**What to work on**
In the post about becoming a yoga instructor, how many Ragnars does the writer report running?

**Reading text**
• • • • • • •

Do you ever feel like what you are doing is crazy? Like you have all the confidence in the world you can do whatever you set your mind to and then you try it. Put yourself out there. Then yikes! Breaks!
I am doing that. Actually, I do it a lot. So I’ve been thinking with little to no Yoga experience it would be awesome to be a yoga instructor with the goal of helping people through physical healing. Cancer, surgical, I would love to learn some mastectomy and menopausal focused healing.
I’m not some yoga nut, in fact I’m a stressed out emotional sometimes struggling with anxiety and depression. I’m not naturally thin or physically at my peak, I’m a pretty slow athlete who’s joints are breaking down. I’m not in my 20’s, I’m in fact
barely staying in my 30’s. I’m not coordinated or flexible and definitely never been described as serene.
I did a class last week with the gusto of anything new. Then I had a stressful weekend and was ready to start fresh today and try “warm yoga.” I figure, I’m in enough shape, I’m fairly flexible. What I learned was the first of many lessons in this journey.
I knew it would be intimidating. They don’t have my size in there I’m sure. The girls are all in such amazing shape. They seem happy and go with the flow. I’ve learned that if someone has what you want, you can’t dream it. You have to do what they do.
Day 1, I felt so relaxed and flowing afterwords. Today, I felt like a cross between a baby giraffe and an elephant standing on one foot with one in the air behind me with nothing but a block holding me up. But, I want what they have. I could give up, I’ve already had people mock me for this idea. What in the world makes me think I can become a yoga instructor in my state?
Well, let’s look at the evidence:
-I wanted to be a runner, a little over a year after having a double mastectomy, I fulfilled a dream and got my Tiffany’s necklace at the end of the Nike Women’s Marathon.
-I wanted to run Ragnars, I ended up running 13. So far, I won’t give up.
-After saying because of my chest I could never bike and run. I’ve done three triathlons and am not giving that up either.
That being said, I don’t know where this will take me but my goal and dream doesn’t know can’t. Doesn’t understand adversity. Doesn’t listen to the critics. I know thinking about what’s for dinner that night and falling isn’t how it’s “supposed” to be. But I’ll get there.
Are you trying through adversity? Do you quit when it gets hard? Or when you feel stupid for trying? I can do this, so can you. What do you want to do? What are you waiting for?

• • • • • • •

**Provided records**
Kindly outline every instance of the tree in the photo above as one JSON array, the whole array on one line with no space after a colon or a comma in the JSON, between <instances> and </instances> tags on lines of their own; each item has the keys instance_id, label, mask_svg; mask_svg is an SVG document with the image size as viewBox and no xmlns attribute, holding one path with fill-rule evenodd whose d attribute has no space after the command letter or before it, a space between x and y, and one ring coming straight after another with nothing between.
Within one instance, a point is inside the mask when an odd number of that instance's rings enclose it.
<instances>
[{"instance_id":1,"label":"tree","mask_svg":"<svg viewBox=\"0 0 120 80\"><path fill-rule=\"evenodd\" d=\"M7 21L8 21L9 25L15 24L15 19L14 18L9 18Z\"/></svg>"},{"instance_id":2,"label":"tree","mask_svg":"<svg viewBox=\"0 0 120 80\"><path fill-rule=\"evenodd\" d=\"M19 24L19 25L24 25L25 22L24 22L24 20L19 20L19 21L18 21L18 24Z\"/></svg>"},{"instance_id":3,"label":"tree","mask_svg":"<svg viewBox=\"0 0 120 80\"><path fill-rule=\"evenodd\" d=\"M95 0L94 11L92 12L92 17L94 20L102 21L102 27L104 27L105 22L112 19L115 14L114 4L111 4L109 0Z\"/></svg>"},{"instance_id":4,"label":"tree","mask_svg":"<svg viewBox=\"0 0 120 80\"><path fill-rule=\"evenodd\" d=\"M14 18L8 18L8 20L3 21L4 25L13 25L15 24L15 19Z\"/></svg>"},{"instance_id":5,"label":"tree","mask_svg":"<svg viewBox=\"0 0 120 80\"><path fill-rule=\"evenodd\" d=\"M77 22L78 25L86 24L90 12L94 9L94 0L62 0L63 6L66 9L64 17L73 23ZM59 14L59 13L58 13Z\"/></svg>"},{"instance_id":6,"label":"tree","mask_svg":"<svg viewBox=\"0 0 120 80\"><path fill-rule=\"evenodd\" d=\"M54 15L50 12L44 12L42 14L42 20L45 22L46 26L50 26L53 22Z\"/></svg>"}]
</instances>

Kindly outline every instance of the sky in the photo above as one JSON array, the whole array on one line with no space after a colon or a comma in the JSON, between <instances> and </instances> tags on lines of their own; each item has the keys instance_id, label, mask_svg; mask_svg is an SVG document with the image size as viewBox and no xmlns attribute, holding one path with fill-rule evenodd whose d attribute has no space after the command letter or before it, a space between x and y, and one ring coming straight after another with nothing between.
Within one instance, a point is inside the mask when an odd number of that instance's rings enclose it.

• • • • • • •

**Exercise response**
13